• [TASK MATERIAL]
— BEGIN —

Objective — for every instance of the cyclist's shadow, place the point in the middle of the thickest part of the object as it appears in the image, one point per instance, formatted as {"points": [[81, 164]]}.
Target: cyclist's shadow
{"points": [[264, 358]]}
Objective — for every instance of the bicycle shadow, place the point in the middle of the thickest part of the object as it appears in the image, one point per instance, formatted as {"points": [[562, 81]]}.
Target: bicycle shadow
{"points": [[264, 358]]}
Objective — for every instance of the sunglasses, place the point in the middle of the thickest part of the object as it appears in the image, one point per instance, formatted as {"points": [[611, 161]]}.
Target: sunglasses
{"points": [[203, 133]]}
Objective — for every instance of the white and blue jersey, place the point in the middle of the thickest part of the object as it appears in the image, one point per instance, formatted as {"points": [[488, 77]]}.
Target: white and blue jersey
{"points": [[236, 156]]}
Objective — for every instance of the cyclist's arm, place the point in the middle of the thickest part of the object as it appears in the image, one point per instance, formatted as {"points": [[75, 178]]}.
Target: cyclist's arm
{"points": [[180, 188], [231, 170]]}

— END —

• [TASK REQUIREMENTS] Rewrite the data from the line containing "Objective — for every instance of the cyclist's arm, place" through the end, with "cyclist's arm" changed to "rider's arm" and everything else left as is.

• [EXERCISE ANSWER]
Objective — for every instance of the rider's arm, place the point in the middle of the thickest part of the object as it appears in the image, one point per instance, formatted as {"points": [[75, 178]]}.
Target: rider's arm
{"points": [[180, 188], [231, 170]]}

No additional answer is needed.